__Entries shown__:
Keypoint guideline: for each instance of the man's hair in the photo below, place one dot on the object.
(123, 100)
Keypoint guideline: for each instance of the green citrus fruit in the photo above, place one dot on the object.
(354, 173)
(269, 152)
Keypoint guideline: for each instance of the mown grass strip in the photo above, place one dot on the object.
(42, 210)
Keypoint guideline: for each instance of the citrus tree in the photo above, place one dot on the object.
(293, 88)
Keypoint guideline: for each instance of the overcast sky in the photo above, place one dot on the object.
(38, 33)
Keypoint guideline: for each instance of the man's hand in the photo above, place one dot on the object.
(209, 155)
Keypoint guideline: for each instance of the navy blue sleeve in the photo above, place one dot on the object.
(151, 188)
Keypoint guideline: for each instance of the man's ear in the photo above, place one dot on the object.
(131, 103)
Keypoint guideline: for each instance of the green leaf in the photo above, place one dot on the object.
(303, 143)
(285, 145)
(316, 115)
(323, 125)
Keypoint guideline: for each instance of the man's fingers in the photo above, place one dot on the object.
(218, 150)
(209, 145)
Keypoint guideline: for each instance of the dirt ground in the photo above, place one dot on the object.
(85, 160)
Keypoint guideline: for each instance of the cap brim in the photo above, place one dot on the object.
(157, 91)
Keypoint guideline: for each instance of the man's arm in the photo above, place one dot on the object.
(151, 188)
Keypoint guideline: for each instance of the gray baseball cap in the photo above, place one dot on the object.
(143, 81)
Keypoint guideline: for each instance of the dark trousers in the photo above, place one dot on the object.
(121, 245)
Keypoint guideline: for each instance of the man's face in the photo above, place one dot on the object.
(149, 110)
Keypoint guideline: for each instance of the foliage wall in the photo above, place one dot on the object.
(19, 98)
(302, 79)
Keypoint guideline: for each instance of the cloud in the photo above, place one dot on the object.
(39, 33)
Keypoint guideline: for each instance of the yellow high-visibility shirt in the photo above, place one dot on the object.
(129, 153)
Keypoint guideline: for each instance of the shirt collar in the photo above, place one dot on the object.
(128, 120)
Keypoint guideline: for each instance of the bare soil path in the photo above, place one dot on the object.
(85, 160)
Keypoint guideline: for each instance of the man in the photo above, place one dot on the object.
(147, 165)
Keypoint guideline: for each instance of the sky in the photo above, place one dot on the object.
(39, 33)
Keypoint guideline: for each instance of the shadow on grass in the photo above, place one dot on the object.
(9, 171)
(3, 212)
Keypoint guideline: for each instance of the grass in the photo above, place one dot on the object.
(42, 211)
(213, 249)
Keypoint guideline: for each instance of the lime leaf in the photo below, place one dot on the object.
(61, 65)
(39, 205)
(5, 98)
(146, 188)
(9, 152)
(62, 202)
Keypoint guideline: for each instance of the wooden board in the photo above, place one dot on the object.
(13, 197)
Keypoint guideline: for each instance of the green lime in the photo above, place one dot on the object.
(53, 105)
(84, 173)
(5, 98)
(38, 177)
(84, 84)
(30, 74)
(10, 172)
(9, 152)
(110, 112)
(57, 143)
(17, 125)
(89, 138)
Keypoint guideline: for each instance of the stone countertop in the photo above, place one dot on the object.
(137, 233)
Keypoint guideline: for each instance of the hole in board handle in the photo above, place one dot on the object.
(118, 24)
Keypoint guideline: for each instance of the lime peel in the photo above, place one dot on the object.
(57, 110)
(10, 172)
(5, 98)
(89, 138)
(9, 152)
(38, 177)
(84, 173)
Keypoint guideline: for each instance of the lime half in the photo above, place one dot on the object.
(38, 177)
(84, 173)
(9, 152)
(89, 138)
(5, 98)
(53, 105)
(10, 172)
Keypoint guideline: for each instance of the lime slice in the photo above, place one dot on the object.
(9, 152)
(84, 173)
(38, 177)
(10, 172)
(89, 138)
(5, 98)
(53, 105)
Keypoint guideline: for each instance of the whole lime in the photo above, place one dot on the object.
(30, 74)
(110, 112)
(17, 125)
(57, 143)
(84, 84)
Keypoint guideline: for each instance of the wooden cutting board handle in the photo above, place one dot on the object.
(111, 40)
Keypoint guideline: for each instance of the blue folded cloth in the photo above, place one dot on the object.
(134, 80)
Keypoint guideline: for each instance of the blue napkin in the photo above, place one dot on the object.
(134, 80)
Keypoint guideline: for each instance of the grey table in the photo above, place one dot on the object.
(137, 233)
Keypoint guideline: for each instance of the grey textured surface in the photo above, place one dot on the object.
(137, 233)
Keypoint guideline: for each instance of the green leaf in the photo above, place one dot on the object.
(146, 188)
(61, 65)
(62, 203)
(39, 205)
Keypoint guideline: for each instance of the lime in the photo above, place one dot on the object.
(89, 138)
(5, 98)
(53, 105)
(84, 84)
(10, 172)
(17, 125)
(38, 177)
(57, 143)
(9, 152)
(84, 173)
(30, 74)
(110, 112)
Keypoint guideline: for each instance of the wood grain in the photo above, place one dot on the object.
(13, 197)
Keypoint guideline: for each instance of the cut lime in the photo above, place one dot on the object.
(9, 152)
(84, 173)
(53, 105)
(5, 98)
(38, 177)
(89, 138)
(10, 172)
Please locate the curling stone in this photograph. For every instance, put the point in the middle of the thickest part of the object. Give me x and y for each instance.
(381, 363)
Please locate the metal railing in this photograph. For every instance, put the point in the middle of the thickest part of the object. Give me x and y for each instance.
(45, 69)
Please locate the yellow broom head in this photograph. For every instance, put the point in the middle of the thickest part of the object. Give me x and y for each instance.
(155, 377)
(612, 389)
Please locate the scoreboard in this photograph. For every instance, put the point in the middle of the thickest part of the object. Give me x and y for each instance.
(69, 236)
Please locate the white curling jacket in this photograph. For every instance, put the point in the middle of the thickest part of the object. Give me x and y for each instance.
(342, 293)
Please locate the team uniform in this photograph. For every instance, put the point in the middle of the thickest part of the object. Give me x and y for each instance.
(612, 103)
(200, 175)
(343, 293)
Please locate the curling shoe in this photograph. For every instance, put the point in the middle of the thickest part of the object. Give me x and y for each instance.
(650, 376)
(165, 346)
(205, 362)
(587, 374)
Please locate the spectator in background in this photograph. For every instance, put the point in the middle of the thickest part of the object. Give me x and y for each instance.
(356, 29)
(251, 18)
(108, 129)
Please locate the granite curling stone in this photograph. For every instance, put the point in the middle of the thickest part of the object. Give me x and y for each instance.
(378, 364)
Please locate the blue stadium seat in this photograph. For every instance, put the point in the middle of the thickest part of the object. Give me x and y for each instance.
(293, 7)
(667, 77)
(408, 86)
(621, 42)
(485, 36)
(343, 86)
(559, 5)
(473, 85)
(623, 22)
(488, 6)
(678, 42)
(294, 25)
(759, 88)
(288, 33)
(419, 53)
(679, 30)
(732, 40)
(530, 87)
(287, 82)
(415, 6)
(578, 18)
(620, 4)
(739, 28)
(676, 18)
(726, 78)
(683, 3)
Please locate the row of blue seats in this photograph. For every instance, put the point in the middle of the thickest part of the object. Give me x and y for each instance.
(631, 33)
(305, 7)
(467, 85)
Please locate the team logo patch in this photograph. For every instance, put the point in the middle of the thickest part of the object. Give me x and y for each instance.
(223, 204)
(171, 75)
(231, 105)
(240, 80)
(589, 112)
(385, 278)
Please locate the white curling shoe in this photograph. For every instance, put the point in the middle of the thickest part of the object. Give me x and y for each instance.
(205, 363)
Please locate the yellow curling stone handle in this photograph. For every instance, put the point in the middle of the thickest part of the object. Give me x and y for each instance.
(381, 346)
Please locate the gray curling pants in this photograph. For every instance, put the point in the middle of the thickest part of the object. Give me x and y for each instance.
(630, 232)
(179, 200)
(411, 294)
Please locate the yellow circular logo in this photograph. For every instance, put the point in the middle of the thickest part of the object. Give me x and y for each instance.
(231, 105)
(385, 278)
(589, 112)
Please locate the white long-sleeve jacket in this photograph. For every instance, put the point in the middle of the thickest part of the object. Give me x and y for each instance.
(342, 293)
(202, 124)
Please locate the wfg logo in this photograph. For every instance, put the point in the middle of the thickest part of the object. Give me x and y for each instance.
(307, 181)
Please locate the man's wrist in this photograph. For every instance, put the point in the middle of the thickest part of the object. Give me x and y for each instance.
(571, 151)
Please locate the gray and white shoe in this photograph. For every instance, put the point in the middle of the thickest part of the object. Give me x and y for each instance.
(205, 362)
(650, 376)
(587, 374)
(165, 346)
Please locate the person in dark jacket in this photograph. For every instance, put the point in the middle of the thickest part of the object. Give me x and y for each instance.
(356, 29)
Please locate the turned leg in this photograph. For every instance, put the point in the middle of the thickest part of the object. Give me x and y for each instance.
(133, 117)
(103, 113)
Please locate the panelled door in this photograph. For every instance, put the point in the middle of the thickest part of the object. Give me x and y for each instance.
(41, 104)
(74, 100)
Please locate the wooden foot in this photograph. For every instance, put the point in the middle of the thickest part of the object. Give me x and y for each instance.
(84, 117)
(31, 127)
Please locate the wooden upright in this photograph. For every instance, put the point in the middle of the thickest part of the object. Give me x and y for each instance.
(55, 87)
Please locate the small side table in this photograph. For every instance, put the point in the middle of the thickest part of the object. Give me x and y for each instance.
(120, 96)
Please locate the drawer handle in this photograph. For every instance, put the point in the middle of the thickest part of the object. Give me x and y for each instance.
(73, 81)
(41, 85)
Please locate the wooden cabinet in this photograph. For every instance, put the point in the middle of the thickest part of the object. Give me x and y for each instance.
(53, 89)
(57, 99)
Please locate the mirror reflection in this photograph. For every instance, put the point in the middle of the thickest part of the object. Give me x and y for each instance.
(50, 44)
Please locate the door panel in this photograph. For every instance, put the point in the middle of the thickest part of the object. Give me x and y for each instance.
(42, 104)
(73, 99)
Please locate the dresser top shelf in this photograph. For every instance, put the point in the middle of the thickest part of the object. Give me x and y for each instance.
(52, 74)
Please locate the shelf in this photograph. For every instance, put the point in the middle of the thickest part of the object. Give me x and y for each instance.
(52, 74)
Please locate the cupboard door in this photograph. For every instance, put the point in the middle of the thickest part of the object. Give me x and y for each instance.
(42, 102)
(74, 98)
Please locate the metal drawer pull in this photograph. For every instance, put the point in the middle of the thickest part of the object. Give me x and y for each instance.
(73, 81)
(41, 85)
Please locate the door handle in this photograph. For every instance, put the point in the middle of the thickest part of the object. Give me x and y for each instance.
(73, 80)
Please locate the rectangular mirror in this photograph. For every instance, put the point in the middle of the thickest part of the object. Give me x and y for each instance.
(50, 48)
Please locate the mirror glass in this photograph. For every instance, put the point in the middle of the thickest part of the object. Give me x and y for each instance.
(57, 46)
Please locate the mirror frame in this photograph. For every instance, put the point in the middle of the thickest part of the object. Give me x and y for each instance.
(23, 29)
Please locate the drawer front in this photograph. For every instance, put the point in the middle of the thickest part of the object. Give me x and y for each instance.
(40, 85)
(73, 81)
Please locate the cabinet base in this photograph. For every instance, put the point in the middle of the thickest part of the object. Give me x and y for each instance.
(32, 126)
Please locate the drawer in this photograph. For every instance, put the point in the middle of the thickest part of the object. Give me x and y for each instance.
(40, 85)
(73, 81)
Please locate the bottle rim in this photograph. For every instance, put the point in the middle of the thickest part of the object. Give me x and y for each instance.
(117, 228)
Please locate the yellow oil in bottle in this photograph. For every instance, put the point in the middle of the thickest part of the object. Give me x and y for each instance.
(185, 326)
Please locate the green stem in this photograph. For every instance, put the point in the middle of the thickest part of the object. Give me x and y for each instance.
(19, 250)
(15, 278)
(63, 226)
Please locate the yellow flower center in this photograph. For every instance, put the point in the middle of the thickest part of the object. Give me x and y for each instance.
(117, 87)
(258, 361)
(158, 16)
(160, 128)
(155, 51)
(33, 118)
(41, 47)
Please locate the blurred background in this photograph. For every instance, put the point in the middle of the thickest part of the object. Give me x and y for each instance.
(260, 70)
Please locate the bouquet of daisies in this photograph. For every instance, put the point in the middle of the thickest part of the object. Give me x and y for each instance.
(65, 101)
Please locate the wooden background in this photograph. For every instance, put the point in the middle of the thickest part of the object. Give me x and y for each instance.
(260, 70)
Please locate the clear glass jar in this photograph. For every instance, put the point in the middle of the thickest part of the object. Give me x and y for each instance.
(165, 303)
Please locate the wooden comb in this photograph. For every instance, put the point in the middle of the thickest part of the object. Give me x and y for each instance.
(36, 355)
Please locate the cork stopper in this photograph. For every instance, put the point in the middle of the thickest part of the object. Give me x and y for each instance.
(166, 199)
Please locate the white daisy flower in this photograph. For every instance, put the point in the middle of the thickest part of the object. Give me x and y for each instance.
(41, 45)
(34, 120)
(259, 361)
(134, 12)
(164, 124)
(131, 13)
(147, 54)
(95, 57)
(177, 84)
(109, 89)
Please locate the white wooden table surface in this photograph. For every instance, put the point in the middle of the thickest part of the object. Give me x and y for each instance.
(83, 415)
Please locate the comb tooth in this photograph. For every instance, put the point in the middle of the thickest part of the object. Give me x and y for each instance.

__Set exercise__:
Write out only what runs from the line holding "Please locate the clear" through the last line of the records, exactly as shown.

__Task solution__:
Please locate the clear glass jar in this photograph. For every instance, put the point in the middle of the thickest part of the object. Give me x and y for each instance.
(165, 303)
Please locate the wooden comb in this photograph. For every instance, put the point in the middle of the thickest part of the object. Give me x and y for each instance.
(36, 355)
Please locate the cork stopper in this photograph. For every instance, put the point in the middle of the thickest part of the object. Give me x and y for each instance.
(166, 199)
Please locate the white daisy flower in this photograph. For every instance, put the point in the middle of the thickest part of the object. Give me x and y for each instance.
(41, 45)
(34, 120)
(259, 361)
(134, 12)
(164, 124)
(131, 13)
(147, 54)
(95, 57)
(177, 84)
(109, 89)
Please locate the white wooden table surface in this photograph. For every instance, put the point in the middle of the thickest part of the object. Give me x and y for each instance.
(83, 415)
Please locate the comb tooth in this photograph. For every instance, put the point in the middle of the thickest part of the object. Give me x and y for each instance.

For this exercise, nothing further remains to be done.